> _Data shown_
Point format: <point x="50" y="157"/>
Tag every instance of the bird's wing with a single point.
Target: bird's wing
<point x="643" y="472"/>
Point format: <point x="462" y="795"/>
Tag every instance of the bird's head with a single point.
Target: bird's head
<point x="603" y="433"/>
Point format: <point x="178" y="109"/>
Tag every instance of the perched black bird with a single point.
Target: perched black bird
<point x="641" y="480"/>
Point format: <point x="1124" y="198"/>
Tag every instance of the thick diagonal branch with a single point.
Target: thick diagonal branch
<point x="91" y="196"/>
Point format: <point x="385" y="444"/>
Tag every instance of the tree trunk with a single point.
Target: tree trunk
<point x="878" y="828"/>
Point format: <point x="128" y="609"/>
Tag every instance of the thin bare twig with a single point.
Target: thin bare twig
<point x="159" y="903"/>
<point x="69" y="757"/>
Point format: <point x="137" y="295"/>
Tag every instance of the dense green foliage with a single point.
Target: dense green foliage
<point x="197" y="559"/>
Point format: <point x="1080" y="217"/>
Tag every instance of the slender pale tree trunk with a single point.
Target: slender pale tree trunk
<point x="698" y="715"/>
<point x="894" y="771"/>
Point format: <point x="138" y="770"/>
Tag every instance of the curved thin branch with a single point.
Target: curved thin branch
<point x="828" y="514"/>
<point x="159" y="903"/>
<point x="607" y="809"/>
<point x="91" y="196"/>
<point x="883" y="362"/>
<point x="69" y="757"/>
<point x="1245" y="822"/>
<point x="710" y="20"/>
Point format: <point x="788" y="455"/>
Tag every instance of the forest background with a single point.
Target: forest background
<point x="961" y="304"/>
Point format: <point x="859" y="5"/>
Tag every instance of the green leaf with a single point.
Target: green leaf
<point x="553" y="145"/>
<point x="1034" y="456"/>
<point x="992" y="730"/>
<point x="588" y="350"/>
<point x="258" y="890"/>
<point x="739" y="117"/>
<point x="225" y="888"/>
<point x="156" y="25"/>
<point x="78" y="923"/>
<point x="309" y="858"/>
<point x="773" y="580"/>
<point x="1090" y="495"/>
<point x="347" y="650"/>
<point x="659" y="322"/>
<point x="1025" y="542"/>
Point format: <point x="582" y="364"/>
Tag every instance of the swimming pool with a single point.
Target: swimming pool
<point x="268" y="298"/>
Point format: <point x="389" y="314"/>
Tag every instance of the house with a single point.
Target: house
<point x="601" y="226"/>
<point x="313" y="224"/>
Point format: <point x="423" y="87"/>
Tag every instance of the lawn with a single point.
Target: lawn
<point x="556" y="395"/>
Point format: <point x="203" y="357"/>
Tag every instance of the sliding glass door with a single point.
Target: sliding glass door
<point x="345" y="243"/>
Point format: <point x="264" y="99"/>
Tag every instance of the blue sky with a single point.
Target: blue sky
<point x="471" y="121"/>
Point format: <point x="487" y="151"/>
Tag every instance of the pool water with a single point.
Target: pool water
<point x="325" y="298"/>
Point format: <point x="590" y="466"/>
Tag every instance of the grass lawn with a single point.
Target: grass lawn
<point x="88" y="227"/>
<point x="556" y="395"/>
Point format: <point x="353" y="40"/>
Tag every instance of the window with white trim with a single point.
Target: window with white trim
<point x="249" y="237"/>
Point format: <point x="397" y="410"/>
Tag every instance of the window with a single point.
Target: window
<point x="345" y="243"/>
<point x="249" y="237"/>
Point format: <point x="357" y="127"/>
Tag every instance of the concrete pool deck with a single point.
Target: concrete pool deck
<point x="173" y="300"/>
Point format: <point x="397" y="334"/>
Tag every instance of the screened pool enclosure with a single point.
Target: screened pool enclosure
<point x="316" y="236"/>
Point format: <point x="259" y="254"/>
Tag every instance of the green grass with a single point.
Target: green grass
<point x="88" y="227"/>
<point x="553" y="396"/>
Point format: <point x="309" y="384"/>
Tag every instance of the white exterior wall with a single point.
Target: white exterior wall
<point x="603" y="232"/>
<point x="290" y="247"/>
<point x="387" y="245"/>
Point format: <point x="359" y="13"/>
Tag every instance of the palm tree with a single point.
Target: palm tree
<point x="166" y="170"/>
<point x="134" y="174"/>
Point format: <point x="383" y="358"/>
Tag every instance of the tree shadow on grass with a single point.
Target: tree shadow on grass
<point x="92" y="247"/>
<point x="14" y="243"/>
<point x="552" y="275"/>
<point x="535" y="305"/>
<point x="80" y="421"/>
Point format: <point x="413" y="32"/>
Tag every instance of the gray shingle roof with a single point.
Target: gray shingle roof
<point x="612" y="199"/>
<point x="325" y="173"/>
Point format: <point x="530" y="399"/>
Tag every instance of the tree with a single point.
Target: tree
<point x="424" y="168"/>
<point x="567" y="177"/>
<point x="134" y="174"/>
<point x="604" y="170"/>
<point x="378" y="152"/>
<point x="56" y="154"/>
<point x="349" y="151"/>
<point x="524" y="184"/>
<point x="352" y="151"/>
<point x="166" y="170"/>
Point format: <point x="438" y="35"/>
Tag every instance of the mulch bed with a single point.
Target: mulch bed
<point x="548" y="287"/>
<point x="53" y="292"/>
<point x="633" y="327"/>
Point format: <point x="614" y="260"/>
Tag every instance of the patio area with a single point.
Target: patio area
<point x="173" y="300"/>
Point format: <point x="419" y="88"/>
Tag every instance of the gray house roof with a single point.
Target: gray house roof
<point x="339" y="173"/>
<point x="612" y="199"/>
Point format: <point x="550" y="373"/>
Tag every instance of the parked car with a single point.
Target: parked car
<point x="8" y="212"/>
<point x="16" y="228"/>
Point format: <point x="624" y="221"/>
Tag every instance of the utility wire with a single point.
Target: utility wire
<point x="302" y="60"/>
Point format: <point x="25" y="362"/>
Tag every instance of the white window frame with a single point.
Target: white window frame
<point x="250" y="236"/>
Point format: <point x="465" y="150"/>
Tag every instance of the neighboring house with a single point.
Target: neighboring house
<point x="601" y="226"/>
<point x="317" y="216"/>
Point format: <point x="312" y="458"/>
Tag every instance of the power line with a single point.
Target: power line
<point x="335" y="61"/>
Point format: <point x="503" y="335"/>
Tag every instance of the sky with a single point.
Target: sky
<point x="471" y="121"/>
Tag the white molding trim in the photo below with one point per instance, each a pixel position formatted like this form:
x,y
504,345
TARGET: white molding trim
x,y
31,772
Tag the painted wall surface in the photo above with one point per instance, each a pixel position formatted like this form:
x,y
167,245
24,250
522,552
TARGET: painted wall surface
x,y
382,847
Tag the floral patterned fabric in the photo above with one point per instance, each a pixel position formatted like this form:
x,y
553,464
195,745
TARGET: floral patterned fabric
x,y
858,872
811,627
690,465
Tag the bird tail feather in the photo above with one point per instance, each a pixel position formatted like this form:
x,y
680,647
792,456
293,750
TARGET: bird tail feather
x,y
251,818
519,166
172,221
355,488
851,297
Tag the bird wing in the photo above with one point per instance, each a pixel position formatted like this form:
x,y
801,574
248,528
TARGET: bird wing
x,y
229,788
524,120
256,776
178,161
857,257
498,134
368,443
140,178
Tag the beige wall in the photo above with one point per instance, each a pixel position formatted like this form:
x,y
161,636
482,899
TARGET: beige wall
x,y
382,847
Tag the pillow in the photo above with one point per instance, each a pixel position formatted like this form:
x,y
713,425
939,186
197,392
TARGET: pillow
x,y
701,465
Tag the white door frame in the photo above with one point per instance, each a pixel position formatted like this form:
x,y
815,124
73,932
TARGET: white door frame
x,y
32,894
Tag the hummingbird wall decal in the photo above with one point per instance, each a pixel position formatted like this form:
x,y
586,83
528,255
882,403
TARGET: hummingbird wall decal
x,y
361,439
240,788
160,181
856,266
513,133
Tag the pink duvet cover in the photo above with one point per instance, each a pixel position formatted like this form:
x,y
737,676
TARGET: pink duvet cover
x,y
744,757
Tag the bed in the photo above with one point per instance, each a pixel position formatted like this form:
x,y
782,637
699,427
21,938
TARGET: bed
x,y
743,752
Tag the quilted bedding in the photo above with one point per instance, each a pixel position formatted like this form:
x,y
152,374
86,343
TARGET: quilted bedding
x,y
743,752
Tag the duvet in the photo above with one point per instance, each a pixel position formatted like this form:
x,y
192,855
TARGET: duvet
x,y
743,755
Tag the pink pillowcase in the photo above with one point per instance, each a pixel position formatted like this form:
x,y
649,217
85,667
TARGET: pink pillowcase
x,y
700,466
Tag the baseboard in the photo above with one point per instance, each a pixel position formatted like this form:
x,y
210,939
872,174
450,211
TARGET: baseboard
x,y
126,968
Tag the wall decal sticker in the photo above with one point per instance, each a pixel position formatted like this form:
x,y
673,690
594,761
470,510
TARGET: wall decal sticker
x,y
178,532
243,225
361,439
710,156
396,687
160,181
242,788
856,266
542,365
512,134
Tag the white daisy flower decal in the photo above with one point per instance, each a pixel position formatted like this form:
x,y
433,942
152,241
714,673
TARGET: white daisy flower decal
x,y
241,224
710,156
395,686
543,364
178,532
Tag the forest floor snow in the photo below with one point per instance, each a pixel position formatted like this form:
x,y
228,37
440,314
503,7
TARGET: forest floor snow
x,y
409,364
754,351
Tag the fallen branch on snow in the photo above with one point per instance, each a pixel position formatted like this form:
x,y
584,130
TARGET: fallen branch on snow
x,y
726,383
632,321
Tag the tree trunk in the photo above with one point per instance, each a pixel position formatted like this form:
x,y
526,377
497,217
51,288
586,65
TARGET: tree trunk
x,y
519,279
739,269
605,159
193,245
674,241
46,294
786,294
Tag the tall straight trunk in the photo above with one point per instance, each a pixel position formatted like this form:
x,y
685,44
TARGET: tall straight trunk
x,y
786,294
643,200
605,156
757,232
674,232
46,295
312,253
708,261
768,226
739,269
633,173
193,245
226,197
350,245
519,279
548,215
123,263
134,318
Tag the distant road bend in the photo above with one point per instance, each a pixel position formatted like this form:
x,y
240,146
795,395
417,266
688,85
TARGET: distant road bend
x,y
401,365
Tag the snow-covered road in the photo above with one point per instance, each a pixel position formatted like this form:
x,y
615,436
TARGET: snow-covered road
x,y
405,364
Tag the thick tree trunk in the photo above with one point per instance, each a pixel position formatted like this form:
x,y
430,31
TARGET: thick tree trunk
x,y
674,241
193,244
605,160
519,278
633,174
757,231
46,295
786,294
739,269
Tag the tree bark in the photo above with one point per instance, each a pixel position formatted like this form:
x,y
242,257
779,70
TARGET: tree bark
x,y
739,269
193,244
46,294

> _Task item_
Where a line contains the word "below", copy that line from the listing above.

> _Worked solution_
Tag the white molding trim in the photo below with one point per instance, each a pixel position formatted like this form:
Tag the forest floor snow in the photo below with one point per instance, each a pixel position formatted like this form:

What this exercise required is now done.